- What you are asked to do
Please copy all of the records exactly, leaving nothing out.
Input Block Start
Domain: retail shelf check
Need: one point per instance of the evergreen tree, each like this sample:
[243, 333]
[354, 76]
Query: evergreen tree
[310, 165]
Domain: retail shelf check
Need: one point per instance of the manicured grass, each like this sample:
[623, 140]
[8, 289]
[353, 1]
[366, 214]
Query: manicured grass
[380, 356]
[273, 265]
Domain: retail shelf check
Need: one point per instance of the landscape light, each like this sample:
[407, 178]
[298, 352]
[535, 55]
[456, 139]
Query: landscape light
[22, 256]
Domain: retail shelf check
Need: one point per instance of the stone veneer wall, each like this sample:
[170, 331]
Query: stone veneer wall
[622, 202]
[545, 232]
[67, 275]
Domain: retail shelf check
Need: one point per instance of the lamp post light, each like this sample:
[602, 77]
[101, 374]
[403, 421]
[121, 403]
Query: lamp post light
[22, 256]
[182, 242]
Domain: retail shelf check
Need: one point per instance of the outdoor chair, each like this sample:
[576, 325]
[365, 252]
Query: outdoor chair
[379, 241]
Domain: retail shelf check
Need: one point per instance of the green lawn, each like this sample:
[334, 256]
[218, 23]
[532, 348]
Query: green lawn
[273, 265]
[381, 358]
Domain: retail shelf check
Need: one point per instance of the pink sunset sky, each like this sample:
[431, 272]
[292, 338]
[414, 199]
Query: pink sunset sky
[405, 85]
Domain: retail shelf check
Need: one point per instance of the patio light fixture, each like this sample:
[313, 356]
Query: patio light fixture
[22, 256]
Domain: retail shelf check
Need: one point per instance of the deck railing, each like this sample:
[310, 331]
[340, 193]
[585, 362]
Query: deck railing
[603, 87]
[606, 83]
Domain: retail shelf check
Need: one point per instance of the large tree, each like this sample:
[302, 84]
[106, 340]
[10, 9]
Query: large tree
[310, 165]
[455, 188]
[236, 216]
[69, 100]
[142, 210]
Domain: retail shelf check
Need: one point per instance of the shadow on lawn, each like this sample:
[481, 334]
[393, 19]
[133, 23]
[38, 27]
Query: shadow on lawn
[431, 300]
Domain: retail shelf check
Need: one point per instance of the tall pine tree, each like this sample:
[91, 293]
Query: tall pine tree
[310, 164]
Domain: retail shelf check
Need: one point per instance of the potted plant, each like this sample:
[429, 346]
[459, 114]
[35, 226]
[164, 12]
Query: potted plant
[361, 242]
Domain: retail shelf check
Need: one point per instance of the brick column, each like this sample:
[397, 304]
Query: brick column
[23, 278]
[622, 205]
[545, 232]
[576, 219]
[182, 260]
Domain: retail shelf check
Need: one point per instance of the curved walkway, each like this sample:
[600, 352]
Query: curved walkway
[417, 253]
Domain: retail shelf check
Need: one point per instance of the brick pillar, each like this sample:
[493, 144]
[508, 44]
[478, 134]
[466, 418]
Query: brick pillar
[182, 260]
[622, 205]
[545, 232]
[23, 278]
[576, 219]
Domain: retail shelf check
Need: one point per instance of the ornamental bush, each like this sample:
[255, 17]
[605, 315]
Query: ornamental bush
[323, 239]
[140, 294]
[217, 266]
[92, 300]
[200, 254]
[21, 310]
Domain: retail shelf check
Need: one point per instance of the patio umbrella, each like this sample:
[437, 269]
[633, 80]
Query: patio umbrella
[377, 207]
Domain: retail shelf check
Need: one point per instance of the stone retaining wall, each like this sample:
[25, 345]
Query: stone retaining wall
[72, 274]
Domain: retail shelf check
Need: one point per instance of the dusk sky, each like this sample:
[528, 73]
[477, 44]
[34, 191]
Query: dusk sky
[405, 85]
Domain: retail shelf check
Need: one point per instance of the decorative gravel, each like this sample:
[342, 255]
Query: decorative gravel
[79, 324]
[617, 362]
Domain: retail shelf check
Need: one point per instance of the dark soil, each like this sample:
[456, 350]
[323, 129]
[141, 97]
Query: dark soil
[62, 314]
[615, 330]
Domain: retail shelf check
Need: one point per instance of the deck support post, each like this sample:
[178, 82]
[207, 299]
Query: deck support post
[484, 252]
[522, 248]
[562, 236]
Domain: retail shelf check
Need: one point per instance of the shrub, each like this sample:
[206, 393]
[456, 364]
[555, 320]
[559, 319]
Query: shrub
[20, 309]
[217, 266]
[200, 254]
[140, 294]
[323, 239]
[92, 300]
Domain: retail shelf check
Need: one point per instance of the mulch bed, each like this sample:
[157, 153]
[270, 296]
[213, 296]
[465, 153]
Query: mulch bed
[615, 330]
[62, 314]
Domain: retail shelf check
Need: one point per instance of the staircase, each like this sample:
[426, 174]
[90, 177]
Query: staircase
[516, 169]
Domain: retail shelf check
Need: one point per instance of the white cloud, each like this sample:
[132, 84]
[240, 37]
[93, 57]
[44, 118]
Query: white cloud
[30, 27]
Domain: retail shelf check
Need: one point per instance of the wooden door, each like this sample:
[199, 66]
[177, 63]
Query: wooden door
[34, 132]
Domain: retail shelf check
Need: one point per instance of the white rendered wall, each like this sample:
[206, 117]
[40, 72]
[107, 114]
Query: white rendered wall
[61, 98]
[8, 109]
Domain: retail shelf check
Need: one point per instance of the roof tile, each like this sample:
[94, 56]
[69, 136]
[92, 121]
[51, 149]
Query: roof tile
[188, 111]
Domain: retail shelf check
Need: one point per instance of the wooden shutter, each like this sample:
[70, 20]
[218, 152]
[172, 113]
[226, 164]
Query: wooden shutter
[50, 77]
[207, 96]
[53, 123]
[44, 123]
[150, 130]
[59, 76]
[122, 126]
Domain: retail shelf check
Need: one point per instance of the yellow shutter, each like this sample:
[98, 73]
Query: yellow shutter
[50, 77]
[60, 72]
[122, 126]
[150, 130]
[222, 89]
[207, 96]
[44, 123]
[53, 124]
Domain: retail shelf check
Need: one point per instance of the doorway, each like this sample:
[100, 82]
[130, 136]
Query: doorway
Input Block End
- Result for this task
Domain: retail shelf check
Need: one point per instance of the evergreen tree, each like this sample:
[243, 333]
[354, 76]
Query: evergreen tree
[310, 165]
Domain: retail shelf check
Need: one point per instance of the manicured grass, each like this sample:
[623, 140]
[8, 289]
[353, 1]
[366, 214]
Query: manicured grass
[380, 356]
[273, 265]
Domain: retail shelf check
Need: one point per instance of the landscape light, each like this sample:
[407, 178]
[298, 352]
[535, 55]
[456, 139]
Query: landscape light
[22, 256]
Domain: retail shelf check
Need: one point per instance of the stone veneer wall, each like this sample:
[170, 331]
Query: stone veneer wall
[622, 202]
[545, 232]
[67, 275]
Domain: retail shelf check
Need: one point per instance of the lamp post light, each like this sample:
[602, 77]
[101, 374]
[403, 421]
[121, 403]
Query: lamp post light
[22, 256]
[182, 242]
Domain: retail shelf check
Need: one point per instance of the outdoor chair, each like this sample:
[576, 325]
[365, 252]
Query: outdoor chair
[379, 241]
Domain: retail shelf check
Need: one point per instance of the green lawn, each like this sample:
[334, 256]
[218, 23]
[532, 348]
Query: green lawn
[273, 265]
[381, 358]
Domain: retail shelf check
Need: one point per instance of the pink sunset sky, each like this sample:
[431, 272]
[292, 338]
[414, 199]
Query: pink sunset sky
[405, 85]
Domain: retail shelf check
Need: one point per instance of the patio light fixture, each like this sample:
[313, 356]
Query: patio light fixture
[22, 256]
Domain: retail shelf check
Need: one point per instance of the deck railing, each like this sample:
[310, 331]
[340, 193]
[585, 362]
Query: deck railing
[603, 87]
[606, 83]
Domain: retail shelf check
Need: one point per instance of the large tree, each like this sample:
[302, 84]
[106, 340]
[10, 9]
Query: large tree
[310, 165]
[455, 188]
[236, 216]
[69, 100]
[142, 210]
Domain: retail shelf check
Need: one point per instance of the shadow on lawn, each like this sample:
[481, 334]
[393, 19]
[133, 23]
[38, 27]
Query: shadow on lawn
[431, 300]
Domain: retail shelf check
Need: one point per instance of the tall pine tree, each like this sample:
[91, 293]
Query: tall pine tree
[310, 164]
Domain: retail shelf check
Need: one point per instance of the potted plant, each like this sample:
[429, 346]
[459, 114]
[35, 226]
[164, 12]
Query: potted plant
[361, 242]
Domain: retail shelf check
Need: one point per instance of the brick column, each like this sample:
[397, 304]
Query: brick column
[23, 278]
[622, 205]
[545, 232]
[576, 219]
[182, 260]
Domain: retail shelf check
Need: one point per instance of the curved walkway, each like this sample:
[600, 352]
Query: curved walkway
[417, 253]
Domain: retail shelf check
Need: one point per instance of the brick pillar, each like this sample:
[493, 144]
[508, 44]
[478, 134]
[466, 418]
Query: brick pillar
[182, 260]
[622, 205]
[545, 232]
[23, 278]
[576, 219]
Domain: retail shelf check
Need: one point per instance of the ornamental bush, each like this sample:
[255, 17]
[605, 315]
Query: ornamental bush
[323, 239]
[140, 294]
[217, 266]
[92, 300]
[200, 254]
[21, 310]
Domain: retail shelf check
Need: one point per instance of the patio umbrella, each like this sample:
[437, 269]
[633, 80]
Query: patio umbrella
[377, 207]
Domain: retail shelf check
Need: one point per instance of the stone retaining wall, each like this sample:
[25, 345]
Query: stone retaining wall
[72, 274]
Domain: retail shelf check
Need: one point per instance of the dusk sky, each like this sample:
[528, 73]
[477, 44]
[34, 191]
Query: dusk sky
[405, 85]
Domain: retail shelf check
Need: one point per instance of the decorative gravel, each like this sample:
[342, 255]
Query: decorative gravel
[79, 324]
[617, 362]
Domain: retail shelf check
Need: one point per instance of the dark soil, each like this sample:
[456, 350]
[323, 129]
[141, 97]
Query: dark soil
[62, 314]
[615, 330]
Domain: retail shelf check
Need: one point per instance of the deck support post, each like this sample:
[178, 82]
[207, 299]
Query: deck support post
[484, 252]
[522, 248]
[562, 236]
Domain: retail shelf check
Need: one point per instance of the shrub, each like this sample:
[206, 393]
[456, 364]
[555, 320]
[559, 319]
Query: shrub
[20, 309]
[217, 266]
[200, 254]
[140, 294]
[323, 239]
[92, 300]
Domain: retail shelf check
Need: one point per instance of the mulch bed, each like this sample:
[157, 153]
[270, 296]
[213, 296]
[465, 153]
Query: mulch bed
[615, 330]
[62, 314]
Domain: retail shelf check
Need: one point per instance of the staircase, each like this sample:
[426, 174]
[90, 177]
Query: staircase
[516, 169]
Domain: retail shelf check
Need: one point per instance of the white cloud, each like this sample:
[132, 84]
[240, 37]
[93, 57]
[44, 118]
Query: white cloud
[30, 27]
Domain: retail shelf check
Need: one point per instance of the wooden door, each like this sample:
[199, 66]
[177, 63]
Query: wooden door
[34, 132]
Domain: retail shelf check
Need: one point per instance of the white rendered wall, each like this sample:
[206, 117]
[40, 72]
[107, 114]
Query: white rendered wall
[61, 98]
[8, 109]
Domain: retail shelf check
Need: one point per instance of the roof tile, each like this sample:
[94, 56]
[69, 136]
[92, 121]
[51, 149]
Query: roof tile
[188, 111]
Domain: retail shelf check
Need: one point per instance of the wooden shutter, each like this sample:
[70, 20]
[218, 152]
[172, 113]
[226, 164]
Query: wooden shutter
[50, 77]
[207, 96]
[53, 123]
[44, 123]
[150, 130]
[59, 76]
[122, 126]
Domain: retail shelf check
Need: one point per instance of the yellow shutter, each like this sample:
[98, 73]
Query: yellow shutter
[50, 77]
[60, 72]
[122, 126]
[150, 130]
[222, 89]
[207, 96]
[44, 123]
[53, 124]
Domain: retail shelf check
Need: one point per instance of the doorway, each like this sample:
[100, 82]
[130, 136]
Query: doorway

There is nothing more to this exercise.